◆ TEXT

Laminated Corn Bread

Laminated Corn Bread

Spring 2026 Laminated Corn Bread | Recipe 16

PhotosStep-by-step reference
Photo 1
1 Dough ingredients
Photo 2
2 Mixed Dough
Photo 3
3 Book fold
Photo 4
4 Proof
Photo 5
5 Layers of corn and butter
Photo 6
6 Corn and wheat structure
1WhyRoasted corn flavor that survives three folds and a three-hour bake

Popped corn processed into a paste with hot water builds a dough with roasted corn flavor that cornmeal cannot match. The Maillard reaction happens during popping and locks into the paste. It stays in the finished loaf. This is new to us, and we wanted to share our creation. The current field of yeasted cornbreads runs entirely on dry grinding popcorn blended to flour as a cornmeal substitute, a method that goes back to World War II. The paste method is something different. It is what the lamination system made possible.

(A block of data)

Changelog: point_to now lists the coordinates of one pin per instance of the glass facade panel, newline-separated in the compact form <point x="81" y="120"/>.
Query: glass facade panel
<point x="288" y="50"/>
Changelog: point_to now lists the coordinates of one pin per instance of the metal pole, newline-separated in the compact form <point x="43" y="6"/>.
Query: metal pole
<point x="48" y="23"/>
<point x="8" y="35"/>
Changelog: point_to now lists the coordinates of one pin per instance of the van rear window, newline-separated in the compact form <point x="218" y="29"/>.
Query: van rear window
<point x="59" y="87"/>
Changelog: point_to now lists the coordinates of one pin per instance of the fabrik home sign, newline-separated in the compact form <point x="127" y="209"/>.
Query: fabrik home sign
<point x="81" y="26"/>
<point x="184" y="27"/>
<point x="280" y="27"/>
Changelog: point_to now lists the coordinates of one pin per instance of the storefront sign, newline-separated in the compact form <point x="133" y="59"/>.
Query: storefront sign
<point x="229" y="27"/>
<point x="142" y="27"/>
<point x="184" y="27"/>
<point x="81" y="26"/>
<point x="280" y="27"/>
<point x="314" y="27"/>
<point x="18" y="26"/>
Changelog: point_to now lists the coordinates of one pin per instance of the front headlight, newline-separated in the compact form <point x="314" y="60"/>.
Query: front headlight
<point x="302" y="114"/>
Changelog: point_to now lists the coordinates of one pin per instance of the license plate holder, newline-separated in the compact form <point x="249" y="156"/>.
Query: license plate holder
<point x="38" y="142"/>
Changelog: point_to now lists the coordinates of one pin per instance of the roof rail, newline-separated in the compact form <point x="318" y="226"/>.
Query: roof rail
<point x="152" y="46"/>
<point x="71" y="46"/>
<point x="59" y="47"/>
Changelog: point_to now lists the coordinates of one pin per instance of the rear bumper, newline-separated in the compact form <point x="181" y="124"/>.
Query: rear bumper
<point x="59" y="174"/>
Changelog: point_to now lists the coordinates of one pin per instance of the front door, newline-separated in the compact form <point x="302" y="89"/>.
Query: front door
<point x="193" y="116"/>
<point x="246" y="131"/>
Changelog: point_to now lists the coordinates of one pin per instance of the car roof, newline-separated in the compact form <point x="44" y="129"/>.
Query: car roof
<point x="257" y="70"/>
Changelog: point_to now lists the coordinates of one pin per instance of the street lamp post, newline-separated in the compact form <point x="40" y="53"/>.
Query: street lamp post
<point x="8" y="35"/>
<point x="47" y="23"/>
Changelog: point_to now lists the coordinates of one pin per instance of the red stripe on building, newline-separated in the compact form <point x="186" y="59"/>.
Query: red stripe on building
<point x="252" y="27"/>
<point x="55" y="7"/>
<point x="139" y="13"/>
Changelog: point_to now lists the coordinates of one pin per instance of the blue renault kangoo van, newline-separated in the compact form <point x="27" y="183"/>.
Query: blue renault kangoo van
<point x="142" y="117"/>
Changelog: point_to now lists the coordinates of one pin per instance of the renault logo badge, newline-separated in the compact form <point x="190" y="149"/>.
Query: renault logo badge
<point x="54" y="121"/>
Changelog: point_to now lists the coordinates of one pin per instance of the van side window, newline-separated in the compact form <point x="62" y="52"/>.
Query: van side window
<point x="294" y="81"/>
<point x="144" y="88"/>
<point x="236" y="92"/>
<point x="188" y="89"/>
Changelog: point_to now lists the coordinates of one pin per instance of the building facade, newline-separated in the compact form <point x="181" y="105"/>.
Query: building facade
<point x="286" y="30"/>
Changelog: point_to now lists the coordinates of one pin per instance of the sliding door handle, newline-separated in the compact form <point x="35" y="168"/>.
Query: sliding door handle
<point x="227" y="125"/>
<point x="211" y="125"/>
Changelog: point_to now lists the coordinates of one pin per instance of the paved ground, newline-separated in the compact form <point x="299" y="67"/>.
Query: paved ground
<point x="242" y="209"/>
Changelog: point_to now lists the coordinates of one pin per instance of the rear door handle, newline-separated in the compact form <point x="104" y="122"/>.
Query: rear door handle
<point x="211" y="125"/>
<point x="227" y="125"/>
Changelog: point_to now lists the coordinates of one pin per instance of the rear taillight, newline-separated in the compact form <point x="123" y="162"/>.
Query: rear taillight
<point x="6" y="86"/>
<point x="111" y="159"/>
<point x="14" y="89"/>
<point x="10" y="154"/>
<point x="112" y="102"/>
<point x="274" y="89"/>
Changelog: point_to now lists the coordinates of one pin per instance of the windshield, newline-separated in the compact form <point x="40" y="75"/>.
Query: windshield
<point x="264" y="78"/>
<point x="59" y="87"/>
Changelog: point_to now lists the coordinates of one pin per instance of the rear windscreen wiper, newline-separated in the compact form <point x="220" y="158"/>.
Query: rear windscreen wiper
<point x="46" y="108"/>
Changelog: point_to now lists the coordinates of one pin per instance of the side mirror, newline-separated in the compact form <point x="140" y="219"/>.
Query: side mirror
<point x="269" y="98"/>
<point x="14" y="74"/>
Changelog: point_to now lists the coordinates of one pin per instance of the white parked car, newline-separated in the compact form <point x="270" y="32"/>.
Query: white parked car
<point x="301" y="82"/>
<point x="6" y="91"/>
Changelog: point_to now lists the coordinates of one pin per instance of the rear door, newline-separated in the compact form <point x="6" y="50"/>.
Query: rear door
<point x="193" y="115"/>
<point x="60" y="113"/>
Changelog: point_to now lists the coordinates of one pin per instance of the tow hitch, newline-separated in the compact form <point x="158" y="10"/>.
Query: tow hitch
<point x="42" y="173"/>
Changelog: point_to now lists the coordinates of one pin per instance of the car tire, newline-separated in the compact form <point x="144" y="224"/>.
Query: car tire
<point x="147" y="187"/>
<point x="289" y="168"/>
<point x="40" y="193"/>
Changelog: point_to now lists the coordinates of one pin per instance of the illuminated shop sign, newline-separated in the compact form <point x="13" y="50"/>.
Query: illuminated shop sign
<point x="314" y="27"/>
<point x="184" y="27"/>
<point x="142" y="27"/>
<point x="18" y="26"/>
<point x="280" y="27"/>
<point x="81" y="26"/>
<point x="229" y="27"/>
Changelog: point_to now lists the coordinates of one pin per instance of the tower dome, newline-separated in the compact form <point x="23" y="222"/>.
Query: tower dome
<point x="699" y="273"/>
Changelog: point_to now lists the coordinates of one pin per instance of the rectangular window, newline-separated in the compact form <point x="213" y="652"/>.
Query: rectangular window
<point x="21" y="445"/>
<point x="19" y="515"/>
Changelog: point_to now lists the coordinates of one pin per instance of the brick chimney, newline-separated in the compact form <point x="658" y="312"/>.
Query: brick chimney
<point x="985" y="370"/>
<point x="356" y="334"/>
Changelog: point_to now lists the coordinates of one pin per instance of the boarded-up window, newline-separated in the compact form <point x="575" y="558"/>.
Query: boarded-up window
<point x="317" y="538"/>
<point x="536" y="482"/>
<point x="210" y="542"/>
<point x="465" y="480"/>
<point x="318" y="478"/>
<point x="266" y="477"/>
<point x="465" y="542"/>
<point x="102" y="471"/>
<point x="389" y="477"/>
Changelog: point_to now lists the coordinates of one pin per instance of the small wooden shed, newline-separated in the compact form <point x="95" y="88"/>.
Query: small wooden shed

◆ WRITTEN REQUEST
Condense the laminated corn bread paragraph beginning "Popped corn processed into a paste" into a brief bulleted list that keeps its main facts.

◆ CORRECT OUTPUT
- Popped corn is processed with hot water into a paste, giving the dough a roasted corn flavor that cornmeal cannot match.
- The Maillard reaction occurs during popping, locks into the paste, and remains in the finished loaf.
- The method is new to its creators, who wanted to share it.
- Existing yeasted cornbreads rely entirely on dry-grinding popcorn into flour as a cornmeal substitute, a practice dating back to World War II.
- The paste method differs from this and was made possible by the lamination system.